Data extract
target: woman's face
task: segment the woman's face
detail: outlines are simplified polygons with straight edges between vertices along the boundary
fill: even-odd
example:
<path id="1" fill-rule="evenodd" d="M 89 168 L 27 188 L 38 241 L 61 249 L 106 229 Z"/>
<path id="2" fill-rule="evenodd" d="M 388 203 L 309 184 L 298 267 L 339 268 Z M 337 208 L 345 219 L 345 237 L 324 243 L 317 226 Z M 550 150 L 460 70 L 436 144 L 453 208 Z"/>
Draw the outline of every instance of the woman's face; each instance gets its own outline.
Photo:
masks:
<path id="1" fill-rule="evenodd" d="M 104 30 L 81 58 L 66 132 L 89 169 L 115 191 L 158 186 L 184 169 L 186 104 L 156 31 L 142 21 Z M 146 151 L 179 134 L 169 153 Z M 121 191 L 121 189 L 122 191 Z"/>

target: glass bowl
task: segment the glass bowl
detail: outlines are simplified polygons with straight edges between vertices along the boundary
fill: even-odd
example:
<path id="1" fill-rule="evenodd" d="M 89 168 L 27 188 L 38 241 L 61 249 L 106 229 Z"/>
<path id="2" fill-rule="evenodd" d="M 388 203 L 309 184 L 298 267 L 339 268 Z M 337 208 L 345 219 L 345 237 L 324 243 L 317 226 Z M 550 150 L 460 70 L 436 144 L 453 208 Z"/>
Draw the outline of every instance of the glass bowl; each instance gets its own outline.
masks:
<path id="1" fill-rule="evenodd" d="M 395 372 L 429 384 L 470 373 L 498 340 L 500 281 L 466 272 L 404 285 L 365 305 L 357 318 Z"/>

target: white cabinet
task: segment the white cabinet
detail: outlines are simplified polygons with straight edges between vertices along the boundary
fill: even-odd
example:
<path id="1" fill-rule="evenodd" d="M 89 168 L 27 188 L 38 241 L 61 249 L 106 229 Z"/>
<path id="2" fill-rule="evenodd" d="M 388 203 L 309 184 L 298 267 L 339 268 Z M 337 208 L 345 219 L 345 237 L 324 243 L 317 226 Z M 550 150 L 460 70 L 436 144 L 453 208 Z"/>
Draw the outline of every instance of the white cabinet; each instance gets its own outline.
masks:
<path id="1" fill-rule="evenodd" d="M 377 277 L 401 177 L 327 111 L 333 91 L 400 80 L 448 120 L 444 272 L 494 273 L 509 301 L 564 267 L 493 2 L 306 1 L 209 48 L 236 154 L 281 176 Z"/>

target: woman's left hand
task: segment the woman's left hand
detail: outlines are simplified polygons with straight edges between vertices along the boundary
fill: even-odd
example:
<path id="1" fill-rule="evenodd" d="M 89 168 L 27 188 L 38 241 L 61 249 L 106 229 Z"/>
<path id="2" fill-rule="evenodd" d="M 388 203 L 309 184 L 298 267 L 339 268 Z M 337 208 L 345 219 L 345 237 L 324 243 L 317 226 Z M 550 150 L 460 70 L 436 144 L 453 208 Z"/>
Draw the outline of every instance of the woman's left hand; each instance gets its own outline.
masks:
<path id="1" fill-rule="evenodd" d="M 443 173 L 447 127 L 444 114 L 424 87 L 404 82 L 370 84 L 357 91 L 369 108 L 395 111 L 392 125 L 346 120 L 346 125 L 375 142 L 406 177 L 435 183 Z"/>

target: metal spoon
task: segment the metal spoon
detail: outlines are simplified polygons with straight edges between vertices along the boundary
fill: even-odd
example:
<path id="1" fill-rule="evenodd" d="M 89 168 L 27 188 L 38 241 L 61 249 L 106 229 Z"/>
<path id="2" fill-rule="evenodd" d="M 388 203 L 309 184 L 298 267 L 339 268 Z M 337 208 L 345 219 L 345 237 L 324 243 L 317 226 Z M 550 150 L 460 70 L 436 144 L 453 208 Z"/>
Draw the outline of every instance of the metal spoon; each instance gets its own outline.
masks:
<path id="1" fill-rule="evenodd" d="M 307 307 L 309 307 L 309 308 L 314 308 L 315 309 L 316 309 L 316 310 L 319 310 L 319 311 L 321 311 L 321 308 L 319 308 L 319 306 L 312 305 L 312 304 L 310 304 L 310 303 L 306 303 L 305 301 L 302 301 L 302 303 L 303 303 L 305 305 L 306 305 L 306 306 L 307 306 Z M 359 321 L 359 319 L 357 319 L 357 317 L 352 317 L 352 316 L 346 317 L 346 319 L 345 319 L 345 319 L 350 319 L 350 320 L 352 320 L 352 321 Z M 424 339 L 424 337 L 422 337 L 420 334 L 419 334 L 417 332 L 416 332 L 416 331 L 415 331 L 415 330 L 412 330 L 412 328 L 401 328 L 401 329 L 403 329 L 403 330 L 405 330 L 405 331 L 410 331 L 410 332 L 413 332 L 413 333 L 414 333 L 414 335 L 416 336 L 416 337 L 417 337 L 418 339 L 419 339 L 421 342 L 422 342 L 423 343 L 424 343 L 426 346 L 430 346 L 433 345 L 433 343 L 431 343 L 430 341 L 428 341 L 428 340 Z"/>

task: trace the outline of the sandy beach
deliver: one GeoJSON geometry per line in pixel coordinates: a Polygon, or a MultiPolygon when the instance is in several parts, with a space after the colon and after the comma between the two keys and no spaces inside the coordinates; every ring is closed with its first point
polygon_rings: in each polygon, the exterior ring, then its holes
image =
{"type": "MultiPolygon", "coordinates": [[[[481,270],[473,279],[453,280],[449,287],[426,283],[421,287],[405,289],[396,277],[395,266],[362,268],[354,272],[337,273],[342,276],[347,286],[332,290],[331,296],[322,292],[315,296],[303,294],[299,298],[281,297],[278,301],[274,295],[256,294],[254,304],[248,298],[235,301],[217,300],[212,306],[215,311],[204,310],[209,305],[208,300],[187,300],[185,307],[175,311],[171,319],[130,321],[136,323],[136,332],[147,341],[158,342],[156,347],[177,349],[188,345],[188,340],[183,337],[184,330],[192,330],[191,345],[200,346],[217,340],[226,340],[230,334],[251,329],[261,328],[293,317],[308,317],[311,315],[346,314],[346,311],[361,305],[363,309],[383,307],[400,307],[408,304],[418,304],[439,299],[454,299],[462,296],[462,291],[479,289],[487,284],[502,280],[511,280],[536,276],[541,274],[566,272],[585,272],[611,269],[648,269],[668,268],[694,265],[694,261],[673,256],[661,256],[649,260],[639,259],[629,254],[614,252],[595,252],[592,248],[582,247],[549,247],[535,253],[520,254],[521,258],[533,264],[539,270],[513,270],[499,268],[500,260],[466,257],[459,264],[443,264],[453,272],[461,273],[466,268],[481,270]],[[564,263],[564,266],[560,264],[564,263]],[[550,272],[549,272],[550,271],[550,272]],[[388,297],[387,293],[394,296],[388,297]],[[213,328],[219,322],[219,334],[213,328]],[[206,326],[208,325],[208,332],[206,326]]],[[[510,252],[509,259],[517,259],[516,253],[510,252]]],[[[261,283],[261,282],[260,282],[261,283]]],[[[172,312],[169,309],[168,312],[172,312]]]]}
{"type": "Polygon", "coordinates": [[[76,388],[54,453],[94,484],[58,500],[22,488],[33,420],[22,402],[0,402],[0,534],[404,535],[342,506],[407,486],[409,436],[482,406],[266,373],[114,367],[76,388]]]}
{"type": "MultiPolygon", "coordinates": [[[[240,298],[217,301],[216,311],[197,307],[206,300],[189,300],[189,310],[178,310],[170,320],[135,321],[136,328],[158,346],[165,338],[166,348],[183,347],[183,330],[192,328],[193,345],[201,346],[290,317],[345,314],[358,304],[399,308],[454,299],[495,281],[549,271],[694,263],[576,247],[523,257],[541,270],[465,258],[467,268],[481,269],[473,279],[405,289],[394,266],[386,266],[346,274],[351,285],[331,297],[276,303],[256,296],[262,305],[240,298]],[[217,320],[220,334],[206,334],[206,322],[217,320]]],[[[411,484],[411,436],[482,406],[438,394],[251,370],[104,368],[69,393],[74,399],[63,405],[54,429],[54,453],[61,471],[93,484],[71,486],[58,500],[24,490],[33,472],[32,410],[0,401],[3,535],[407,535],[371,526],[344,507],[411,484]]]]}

What you should do
Can you reproduce verbatim every line from the one with "target: white cabinet" to the one with "443 173 L 447", including both of those lines?

Finished exercise
target: white cabinet
task: segment the white cabinet
detail: outlines are simplified polygons with straight edges between vertices along the boundary
fill: even-odd
example:
<path id="1" fill-rule="evenodd" d="M 89 168 L 27 188 L 38 241 L 61 249 L 106 229 Z"/>
<path id="2" fill-rule="evenodd" d="M 388 203 L 309 184 L 298 267 L 339 268 Z M 337 208 L 345 219 L 345 237 L 324 243 L 317 226 Z M 550 150 L 460 70 L 436 144 L 453 208 Z"/>
Draw the outline of every instance of the white cabinet; each instance gets its own outline.
masks:
<path id="1" fill-rule="evenodd" d="M 377 277 L 401 177 L 327 111 L 333 91 L 400 80 L 448 120 L 444 272 L 494 273 L 509 301 L 564 267 L 493 2 L 306 1 L 209 48 L 236 154 L 281 176 Z"/>

target: woman's left hand
task: segment the woman's left hand
detail: outlines are simplified polygons with straight edges between vertices along the boundary
fill: even-odd
example:
<path id="1" fill-rule="evenodd" d="M 89 168 L 27 188 L 38 241 L 61 249 L 106 229 Z"/>
<path id="2" fill-rule="evenodd" d="M 388 203 L 309 184 L 298 267 L 339 268 Z M 337 208 L 345 219 L 345 237 L 324 243 L 317 226 Z M 550 150 L 460 70 L 436 144 L 453 208 Z"/>
Draw the outline of every instance of the woman's left hand; each instance gets its own outline.
masks:
<path id="1" fill-rule="evenodd" d="M 443 173 L 447 127 L 444 114 L 424 87 L 404 82 L 370 84 L 357 91 L 369 108 L 395 111 L 392 125 L 346 120 L 346 125 L 375 142 L 406 177 L 435 183 Z"/>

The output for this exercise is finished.